● What is asked
Transcribe precisely those lines of the listing that fall between the line containing "find | undergrowth" and the last line, inclusive of both.

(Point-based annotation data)
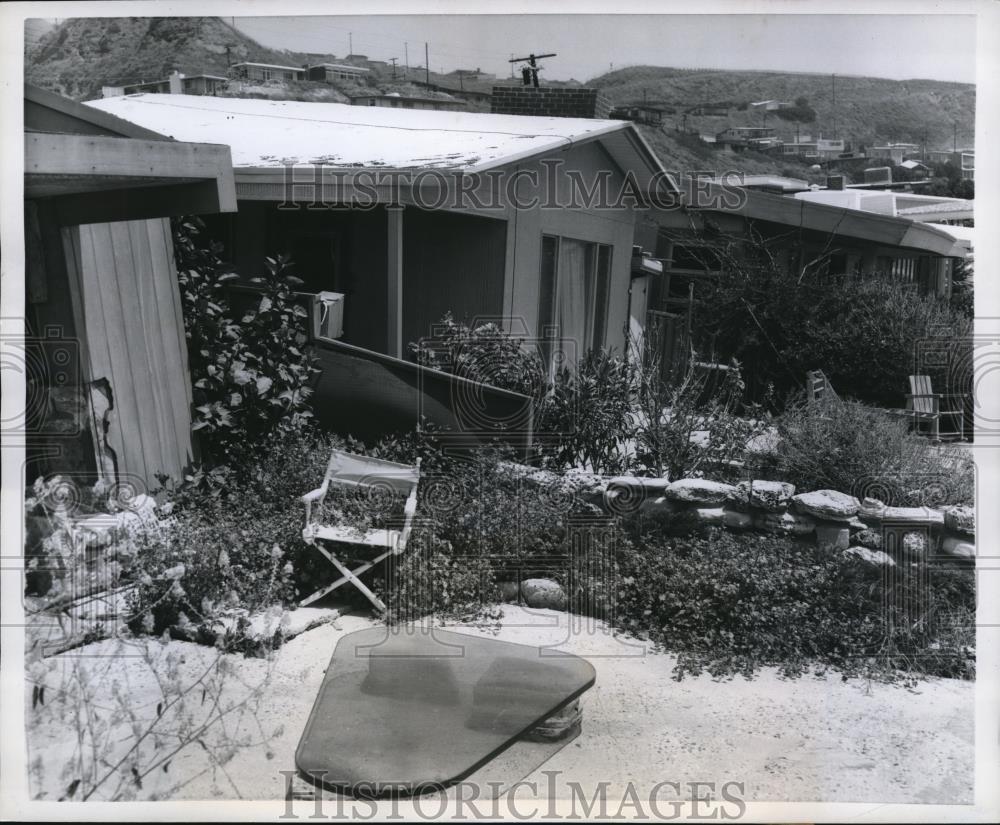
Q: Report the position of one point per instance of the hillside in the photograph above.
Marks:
(81, 55)
(868, 109)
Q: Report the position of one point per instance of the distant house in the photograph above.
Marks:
(393, 100)
(851, 231)
(560, 277)
(101, 289)
(894, 152)
(176, 84)
(264, 72)
(330, 72)
(747, 137)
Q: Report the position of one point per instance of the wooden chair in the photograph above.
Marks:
(360, 471)
(923, 405)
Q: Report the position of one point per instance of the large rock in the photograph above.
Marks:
(958, 549)
(736, 520)
(786, 524)
(542, 593)
(833, 535)
(827, 504)
(901, 516)
(772, 496)
(876, 557)
(961, 519)
(699, 491)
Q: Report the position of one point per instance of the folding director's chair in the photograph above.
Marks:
(360, 471)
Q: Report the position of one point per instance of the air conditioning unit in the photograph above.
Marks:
(327, 315)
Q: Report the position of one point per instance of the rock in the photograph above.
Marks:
(710, 516)
(958, 549)
(869, 538)
(876, 557)
(509, 591)
(772, 496)
(638, 485)
(906, 517)
(827, 504)
(788, 524)
(834, 536)
(961, 519)
(699, 491)
(915, 545)
(660, 506)
(735, 520)
(542, 593)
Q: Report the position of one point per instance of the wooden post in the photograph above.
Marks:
(394, 284)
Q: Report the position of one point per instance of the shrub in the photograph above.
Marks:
(730, 604)
(251, 375)
(586, 419)
(853, 448)
(862, 331)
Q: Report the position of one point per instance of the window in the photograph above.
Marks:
(573, 294)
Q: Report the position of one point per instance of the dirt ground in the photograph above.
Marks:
(807, 739)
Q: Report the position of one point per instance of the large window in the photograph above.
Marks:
(573, 297)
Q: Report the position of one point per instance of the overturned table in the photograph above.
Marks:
(414, 709)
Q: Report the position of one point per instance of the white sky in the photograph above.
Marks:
(899, 46)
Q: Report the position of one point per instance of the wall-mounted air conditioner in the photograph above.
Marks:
(328, 315)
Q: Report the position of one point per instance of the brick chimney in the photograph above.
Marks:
(549, 101)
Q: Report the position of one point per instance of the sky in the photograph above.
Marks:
(939, 47)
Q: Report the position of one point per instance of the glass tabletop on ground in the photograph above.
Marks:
(411, 710)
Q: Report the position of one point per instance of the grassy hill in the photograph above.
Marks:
(82, 54)
(868, 109)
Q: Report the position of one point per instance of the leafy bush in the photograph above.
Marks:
(730, 604)
(251, 375)
(862, 331)
(690, 427)
(586, 419)
(853, 448)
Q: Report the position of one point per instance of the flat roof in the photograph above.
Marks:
(346, 66)
(269, 134)
(270, 66)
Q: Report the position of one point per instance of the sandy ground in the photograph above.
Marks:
(808, 739)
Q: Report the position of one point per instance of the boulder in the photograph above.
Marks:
(788, 524)
(833, 535)
(735, 520)
(772, 496)
(699, 491)
(872, 539)
(961, 519)
(905, 517)
(543, 593)
(660, 506)
(957, 548)
(830, 505)
(876, 557)
(710, 516)
(915, 546)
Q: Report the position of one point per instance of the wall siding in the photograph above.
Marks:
(126, 285)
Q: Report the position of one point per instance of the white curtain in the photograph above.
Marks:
(574, 294)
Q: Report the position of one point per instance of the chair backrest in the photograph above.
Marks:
(818, 387)
(920, 388)
(359, 470)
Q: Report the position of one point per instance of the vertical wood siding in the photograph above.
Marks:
(126, 286)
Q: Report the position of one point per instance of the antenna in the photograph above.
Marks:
(529, 73)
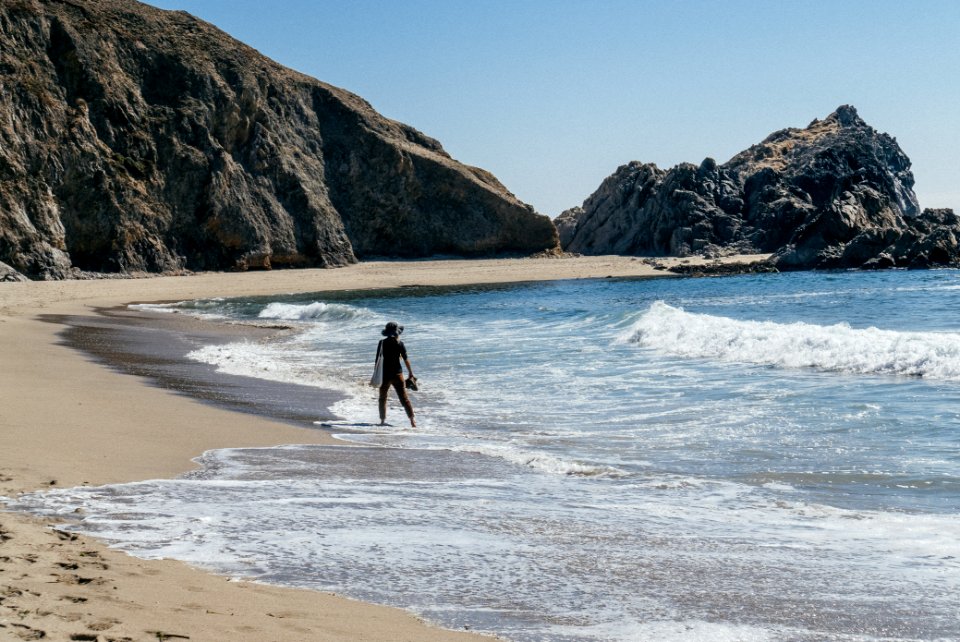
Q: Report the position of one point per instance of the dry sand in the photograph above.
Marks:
(66, 421)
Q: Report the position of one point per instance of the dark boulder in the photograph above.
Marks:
(836, 194)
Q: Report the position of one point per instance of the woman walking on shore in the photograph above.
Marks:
(392, 350)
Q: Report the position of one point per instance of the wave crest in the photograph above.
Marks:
(837, 348)
(317, 311)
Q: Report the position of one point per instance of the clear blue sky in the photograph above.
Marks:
(552, 96)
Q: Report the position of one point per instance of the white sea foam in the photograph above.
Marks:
(200, 309)
(317, 311)
(272, 362)
(838, 348)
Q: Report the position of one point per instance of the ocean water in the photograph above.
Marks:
(766, 457)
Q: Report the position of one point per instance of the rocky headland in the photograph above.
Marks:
(135, 139)
(837, 194)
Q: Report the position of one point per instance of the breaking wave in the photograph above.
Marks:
(836, 348)
(317, 311)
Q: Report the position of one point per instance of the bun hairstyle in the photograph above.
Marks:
(392, 330)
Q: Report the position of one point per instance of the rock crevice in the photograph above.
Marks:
(136, 139)
(836, 194)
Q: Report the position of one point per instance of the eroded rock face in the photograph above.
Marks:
(835, 194)
(135, 139)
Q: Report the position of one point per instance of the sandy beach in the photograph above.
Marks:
(68, 421)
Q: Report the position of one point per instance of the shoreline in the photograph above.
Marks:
(70, 421)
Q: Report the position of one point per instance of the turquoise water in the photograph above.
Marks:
(770, 457)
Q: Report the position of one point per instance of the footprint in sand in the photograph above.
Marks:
(102, 624)
(24, 632)
(77, 579)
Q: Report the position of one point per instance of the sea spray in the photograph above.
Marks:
(837, 348)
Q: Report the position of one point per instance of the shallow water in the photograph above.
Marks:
(757, 457)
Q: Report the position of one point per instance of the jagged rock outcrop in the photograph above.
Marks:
(136, 139)
(835, 194)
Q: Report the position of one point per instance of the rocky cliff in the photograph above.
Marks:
(835, 194)
(135, 139)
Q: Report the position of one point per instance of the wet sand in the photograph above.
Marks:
(68, 420)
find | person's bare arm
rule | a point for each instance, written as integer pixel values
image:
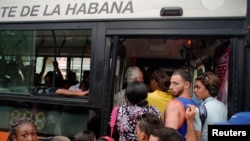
(192, 134)
(71, 92)
(172, 114)
(43, 67)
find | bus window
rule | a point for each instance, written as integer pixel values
(49, 119)
(27, 57)
(17, 53)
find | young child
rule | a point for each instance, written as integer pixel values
(22, 130)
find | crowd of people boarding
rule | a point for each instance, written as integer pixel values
(160, 110)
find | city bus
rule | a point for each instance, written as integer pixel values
(98, 40)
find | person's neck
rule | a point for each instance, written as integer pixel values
(185, 94)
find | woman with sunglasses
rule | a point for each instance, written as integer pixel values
(206, 88)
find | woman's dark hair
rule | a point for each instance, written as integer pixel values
(185, 75)
(162, 79)
(136, 93)
(16, 124)
(84, 135)
(210, 81)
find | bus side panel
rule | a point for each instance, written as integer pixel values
(3, 136)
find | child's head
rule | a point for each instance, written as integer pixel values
(22, 130)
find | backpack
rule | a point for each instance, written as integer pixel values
(202, 114)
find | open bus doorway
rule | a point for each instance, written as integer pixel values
(196, 55)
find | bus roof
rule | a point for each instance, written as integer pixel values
(54, 10)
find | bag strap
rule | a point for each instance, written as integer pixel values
(202, 114)
(113, 119)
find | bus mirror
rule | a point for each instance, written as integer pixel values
(171, 11)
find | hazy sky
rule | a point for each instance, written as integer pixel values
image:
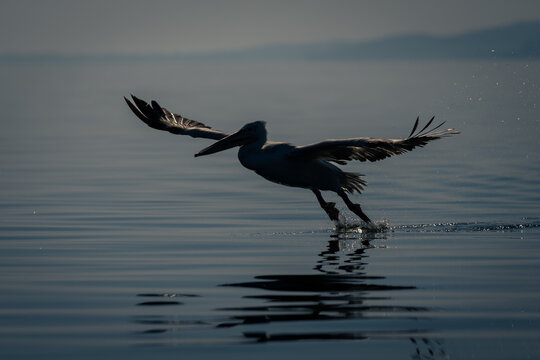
(136, 26)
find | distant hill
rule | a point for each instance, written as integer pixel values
(517, 41)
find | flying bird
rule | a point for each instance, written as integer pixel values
(311, 166)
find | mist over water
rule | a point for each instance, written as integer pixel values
(114, 240)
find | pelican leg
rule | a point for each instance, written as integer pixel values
(355, 208)
(328, 207)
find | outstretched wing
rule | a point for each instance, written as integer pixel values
(370, 149)
(158, 117)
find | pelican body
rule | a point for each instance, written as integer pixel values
(311, 167)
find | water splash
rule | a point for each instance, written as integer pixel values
(346, 226)
(467, 227)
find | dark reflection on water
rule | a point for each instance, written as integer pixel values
(340, 291)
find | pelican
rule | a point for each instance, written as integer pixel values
(310, 167)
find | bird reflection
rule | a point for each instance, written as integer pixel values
(340, 290)
(337, 300)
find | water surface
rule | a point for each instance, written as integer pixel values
(115, 241)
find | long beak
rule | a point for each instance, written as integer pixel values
(239, 138)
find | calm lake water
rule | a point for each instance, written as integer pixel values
(115, 241)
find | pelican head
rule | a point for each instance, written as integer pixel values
(249, 133)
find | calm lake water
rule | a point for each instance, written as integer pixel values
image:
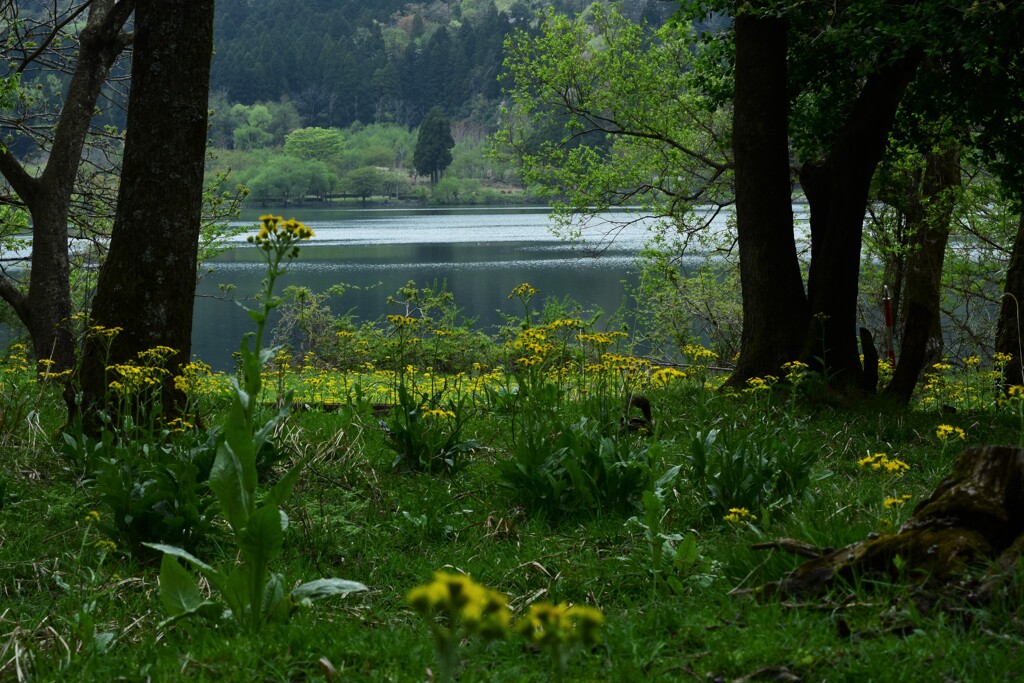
(480, 254)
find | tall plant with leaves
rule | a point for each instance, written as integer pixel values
(251, 593)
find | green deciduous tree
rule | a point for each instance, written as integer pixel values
(147, 285)
(47, 194)
(433, 145)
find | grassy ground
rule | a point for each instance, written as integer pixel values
(355, 516)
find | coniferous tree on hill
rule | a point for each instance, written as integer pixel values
(433, 145)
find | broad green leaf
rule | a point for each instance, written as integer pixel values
(274, 605)
(209, 571)
(323, 588)
(237, 592)
(178, 592)
(261, 541)
(227, 481)
(283, 489)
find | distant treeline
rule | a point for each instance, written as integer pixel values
(342, 61)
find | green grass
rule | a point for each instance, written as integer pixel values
(355, 516)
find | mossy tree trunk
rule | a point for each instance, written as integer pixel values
(975, 514)
(147, 284)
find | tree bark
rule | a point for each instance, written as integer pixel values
(837, 191)
(147, 284)
(774, 303)
(45, 309)
(974, 514)
(928, 223)
(1009, 336)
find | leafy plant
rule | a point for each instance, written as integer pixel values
(425, 430)
(672, 557)
(563, 468)
(249, 591)
(754, 472)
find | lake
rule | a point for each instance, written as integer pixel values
(481, 254)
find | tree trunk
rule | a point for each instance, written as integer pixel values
(975, 514)
(1009, 336)
(147, 284)
(45, 309)
(837, 191)
(774, 302)
(928, 223)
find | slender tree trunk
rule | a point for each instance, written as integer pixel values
(774, 302)
(45, 309)
(837, 191)
(1009, 338)
(147, 284)
(928, 223)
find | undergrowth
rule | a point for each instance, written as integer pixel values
(525, 474)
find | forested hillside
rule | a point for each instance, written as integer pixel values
(341, 61)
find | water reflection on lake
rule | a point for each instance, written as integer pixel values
(481, 254)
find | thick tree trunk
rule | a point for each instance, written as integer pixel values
(1009, 336)
(774, 302)
(147, 284)
(975, 514)
(837, 191)
(45, 309)
(928, 223)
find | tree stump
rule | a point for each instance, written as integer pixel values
(975, 515)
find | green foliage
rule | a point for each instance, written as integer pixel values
(285, 178)
(250, 592)
(604, 113)
(365, 182)
(672, 558)
(433, 145)
(425, 430)
(734, 471)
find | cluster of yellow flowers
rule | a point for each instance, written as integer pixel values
(400, 322)
(665, 376)
(458, 601)
(947, 432)
(550, 625)
(437, 413)
(524, 291)
(275, 228)
(457, 608)
(737, 515)
(134, 378)
(759, 384)
(881, 461)
(699, 355)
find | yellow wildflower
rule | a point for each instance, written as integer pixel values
(947, 432)
(737, 515)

● Final answer
find | undergrowth
rule | a point for each instance, written as integer pixel values
(525, 474)
find | forested hillside
rule | a point for each instance, written as integer pixel values
(341, 61)
find | water reflection on lake
rule | a point for each instance, written as integer pixel values
(481, 254)
find | thick tree trunk
rule | a point for each instance, written as integer pixel values
(1009, 336)
(774, 302)
(147, 284)
(975, 514)
(837, 191)
(45, 309)
(928, 223)
find | tree stump
rule | a point for each instance, written as integer pixel values
(975, 515)
find | green foliage
rule | a point for each instance, written as integer pixel values
(285, 178)
(250, 592)
(604, 113)
(365, 182)
(672, 558)
(433, 145)
(425, 430)
(734, 471)
find | cluster of yellow flowers
rule | a point for each instance, written as integer pixel values
(400, 322)
(665, 376)
(458, 601)
(947, 432)
(550, 625)
(437, 413)
(524, 291)
(275, 228)
(457, 608)
(737, 515)
(134, 378)
(759, 384)
(881, 461)
(699, 355)
find | yellow wildflower
rule | a point for each instance, written as integer pixel values
(947, 432)
(737, 515)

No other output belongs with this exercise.